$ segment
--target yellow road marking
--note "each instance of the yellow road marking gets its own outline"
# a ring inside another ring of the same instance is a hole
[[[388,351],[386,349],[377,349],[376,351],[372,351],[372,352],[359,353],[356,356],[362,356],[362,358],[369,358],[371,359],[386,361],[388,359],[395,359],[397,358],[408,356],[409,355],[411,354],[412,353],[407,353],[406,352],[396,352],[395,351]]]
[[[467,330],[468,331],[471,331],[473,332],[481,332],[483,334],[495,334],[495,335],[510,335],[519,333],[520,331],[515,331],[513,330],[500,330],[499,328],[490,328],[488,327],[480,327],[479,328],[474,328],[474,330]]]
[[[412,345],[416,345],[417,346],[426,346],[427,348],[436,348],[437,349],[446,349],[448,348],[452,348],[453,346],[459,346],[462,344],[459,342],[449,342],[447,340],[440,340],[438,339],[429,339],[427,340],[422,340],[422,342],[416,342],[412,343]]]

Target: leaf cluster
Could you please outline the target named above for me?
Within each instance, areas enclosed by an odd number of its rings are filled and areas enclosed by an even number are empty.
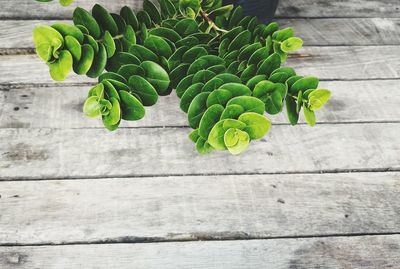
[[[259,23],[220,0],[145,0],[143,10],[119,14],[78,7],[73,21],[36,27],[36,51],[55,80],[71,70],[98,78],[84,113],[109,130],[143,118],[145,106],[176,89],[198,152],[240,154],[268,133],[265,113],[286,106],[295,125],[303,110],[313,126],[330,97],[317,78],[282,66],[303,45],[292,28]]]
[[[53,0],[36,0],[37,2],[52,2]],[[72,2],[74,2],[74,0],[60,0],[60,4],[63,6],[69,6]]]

======

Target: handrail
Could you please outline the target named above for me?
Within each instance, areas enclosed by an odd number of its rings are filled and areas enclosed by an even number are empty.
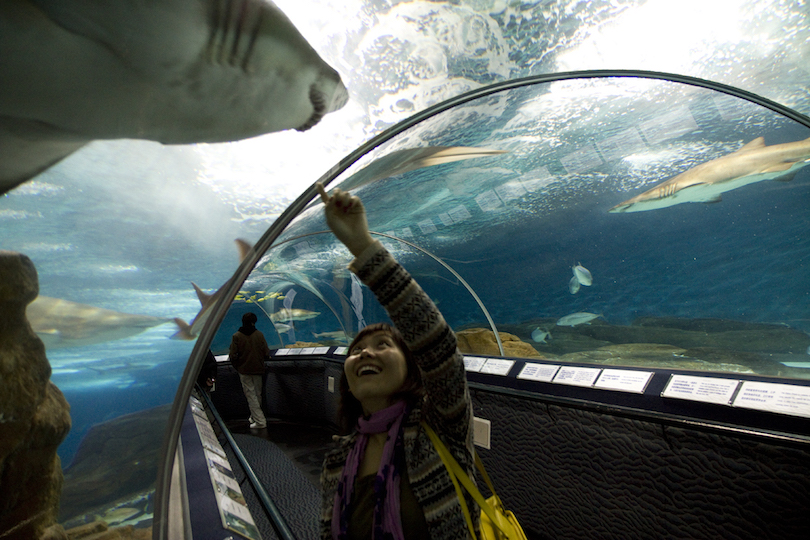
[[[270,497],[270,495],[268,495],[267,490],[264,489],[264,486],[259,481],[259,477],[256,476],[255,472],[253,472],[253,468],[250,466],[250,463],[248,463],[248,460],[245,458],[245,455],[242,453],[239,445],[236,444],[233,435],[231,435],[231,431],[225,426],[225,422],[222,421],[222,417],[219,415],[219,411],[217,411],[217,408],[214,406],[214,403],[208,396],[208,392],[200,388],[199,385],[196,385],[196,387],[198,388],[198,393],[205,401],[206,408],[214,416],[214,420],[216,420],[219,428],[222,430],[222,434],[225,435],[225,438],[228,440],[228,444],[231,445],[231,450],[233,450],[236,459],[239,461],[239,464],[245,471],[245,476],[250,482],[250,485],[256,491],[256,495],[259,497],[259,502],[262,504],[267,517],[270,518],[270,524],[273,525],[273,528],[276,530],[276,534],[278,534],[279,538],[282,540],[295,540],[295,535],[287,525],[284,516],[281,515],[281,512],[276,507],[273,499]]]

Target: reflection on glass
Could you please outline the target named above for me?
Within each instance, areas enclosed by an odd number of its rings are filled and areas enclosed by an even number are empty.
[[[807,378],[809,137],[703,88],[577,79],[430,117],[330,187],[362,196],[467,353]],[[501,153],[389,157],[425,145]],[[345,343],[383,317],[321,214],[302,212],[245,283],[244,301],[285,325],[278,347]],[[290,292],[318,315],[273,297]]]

======

Directive: Extract every line above that contains the string "road". Case counts, so a line matches only if its letters have the same capitalization.

Correct output:
--target yellow road marking
--note "each instance of the yellow road marking gets its own outline"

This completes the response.